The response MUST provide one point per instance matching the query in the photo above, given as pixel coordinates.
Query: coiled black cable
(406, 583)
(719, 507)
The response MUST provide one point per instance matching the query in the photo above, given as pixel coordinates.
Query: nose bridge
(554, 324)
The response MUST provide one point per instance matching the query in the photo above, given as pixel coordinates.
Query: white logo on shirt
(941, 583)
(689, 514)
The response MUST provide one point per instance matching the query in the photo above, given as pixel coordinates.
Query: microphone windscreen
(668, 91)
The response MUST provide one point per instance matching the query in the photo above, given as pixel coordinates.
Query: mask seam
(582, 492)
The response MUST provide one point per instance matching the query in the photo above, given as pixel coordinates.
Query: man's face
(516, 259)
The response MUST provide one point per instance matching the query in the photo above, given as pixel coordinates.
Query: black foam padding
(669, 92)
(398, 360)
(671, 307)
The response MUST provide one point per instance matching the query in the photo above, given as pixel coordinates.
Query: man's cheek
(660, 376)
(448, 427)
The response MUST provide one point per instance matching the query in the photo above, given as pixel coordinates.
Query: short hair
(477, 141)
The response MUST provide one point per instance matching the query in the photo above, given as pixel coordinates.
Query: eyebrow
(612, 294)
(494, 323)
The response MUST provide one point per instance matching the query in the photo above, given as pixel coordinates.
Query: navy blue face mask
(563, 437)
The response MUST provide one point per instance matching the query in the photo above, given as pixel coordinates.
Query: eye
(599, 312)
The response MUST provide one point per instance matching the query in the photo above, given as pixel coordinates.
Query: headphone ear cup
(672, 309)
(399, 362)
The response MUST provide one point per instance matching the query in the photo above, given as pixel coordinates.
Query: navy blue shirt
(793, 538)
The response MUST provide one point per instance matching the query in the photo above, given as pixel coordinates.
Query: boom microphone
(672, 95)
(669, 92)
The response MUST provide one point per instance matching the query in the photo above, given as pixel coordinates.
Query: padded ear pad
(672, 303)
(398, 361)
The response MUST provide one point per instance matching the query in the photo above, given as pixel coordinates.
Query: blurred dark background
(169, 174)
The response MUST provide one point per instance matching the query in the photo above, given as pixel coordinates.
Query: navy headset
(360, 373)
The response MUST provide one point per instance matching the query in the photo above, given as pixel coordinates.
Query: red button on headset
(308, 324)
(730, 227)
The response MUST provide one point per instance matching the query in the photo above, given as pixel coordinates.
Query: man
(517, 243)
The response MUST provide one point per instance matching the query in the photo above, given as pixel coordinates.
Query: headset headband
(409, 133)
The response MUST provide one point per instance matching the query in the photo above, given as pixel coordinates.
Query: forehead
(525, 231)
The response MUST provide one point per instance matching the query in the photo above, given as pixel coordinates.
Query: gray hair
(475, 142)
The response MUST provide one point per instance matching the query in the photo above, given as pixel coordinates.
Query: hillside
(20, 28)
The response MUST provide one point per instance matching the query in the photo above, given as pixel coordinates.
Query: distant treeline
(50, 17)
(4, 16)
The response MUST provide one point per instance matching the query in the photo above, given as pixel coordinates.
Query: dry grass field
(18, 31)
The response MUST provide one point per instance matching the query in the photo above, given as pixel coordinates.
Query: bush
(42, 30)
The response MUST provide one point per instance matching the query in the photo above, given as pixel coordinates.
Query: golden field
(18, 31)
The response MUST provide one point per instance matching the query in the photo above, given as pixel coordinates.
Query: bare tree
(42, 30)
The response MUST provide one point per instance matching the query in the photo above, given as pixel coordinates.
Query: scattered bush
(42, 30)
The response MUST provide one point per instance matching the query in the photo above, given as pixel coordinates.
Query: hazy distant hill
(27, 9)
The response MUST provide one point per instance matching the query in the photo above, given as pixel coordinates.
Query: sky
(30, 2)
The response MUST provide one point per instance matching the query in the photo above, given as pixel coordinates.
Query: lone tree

### [Your objective]
The material above should be retyped in full, exactly as given.

### [Written response]
The response MUST provide one point per instance matching the query in the photo above, given as pixel coordinates.
Query: coiled black cable
(406, 583)
(719, 507)
The response MUST provide one point per instance matching the query in the photo above, given as pixel coordinates.
Query: nose bridge
(554, 324)
The response MUST provide one point per instance matching the query in the photo above, given as pixel coordinates.
Query: white logo on shirt
(941, 583)
(689, 514)
The response MUST provide one point per instance matching the query in the photo above, given as pixel coordinates.
Query: microphone windscreen
(668, 91)
The response MUST provide one point per instance matching the query in the photo above, given as pixel coordinates.
Query: mask seam
(582, 492)
The response MUST provide one point per instance matching the query in the photo above, given as pixel coordinates.
Query: man's face
(516, 259)
The response MUST provide one point per instance matching the query in the photo above, given as pixel coordinates.
Query: black foam padding
(669, 92)
(398, 360)
(671, 307)
The response MUST provide one point per instance matching the query in the photo above, given as pixel coordinates.
Query: man's cheek
(660, 376)
(448, 427)
The response MUST provide one point per instance matching the query in the photo above, given as pixel coordinates.
Query: short hair
(477, 141)
The response MUST provide one point per instance matching the query in the photo above, given as pixel coordinates.
Query: eyebrow
(612, 294)
(494, 323)
The response MUST provide one point per instance matching the query in the photo above, given as pixel coordinates.
Query: navy blue face mask
(563, 437)
The response MUST provide one point per instance matching the query in the photo above, given as pixel coordinates.
Query: eye
(599, 312)
The response MUST provide one point per instance matching the query in the photo above, given as pixel coordinates.
Query: headphone ear cup
(672, 309)
(399, 362)
The response MUST provide one point per instance matching the query in the photo above, given as pixel coordinates.
Query: navy blue shirt
(793, 538)
The response MUST provide one point per instance matching the query in the photo above, given as pixel coordinates.
Query: boom microphone
(672, 95)
(669, 92)
The response MUST provide one point per instance matching the query in the photo above, given as pixel coordinates.
Query: padded ear pad
(672, 303)
(398, 361)
The response MUST provide one point per instance matching the query in the photo above, given as pixel coordinates.
Query: blurred dark background
(169, 174)
The response MUST provide one point per instance matching the query in the photo above, given as pixel coordinates.
Query: navy headset
(360, 373)
The response MUST provide one point per instance matching the query in the photo above, given as pixel coordinates.
Query: red button on headset
(308, 324)
(730, 227)
The response MUST provide one point per instance matching the query in the photo above, given as pixel coordinates.
Query: man
(517, 243)
The response MUST provide one point per instance matching the query in the photo above, given as pixel coordinates.
Query: headset headband
(409, 133)
The response MUST provide one point per instance matching the query in the photo above, given as pixel coordinates.
Query: forehead
(525, 231)
The response MUST provide one point per instance matching the query in the photo above, given as pixel coordinates.
Query: gray hair
(475, 142)
The response MUST provide one point per instance matching the query in the photo above, given as pixel coordinates.
Query: hillside
(20, 28)
The response MUST provide one point per instance matching the query in the photo above, given as pixel coordinates.
Query: distant treeline
(50, 17)
(4, 16)
The response MUST provide one point per instance matching the query in the photo above, given as pixel coordinates.
Query: dry grass field
(18, 31)
The response MUST provide one point per instance matching the query in the photo above, given as pixel coordinates.
Query: bush
(42, 30)
The response MUST provide one point per instance matching the query in the photo above, given as pixel coordinates.
Query: golden field
(18, 31)
The response MUST provide one point per instance matching the query in the photo above, given as pixel coordinates.
Query: bare tree
(42, 30)
The response MUST provide one point per instance matching the query in the photo above, given as pixel coordinates.
Query: scattered bush
(42, 30)
The response MUST provide one point per instance matching the query in the photo above, given as pixel coordinates.
Query: hazy distant hill
(27, 9)
The response MUST provide one point per instance matching the query in the photo above, given as pixel coordinates.
Query: sky
(30, 2)
The response MUST provide one point per instance matching the query in the photo above, given as pixel coordinates.
Query: lone tree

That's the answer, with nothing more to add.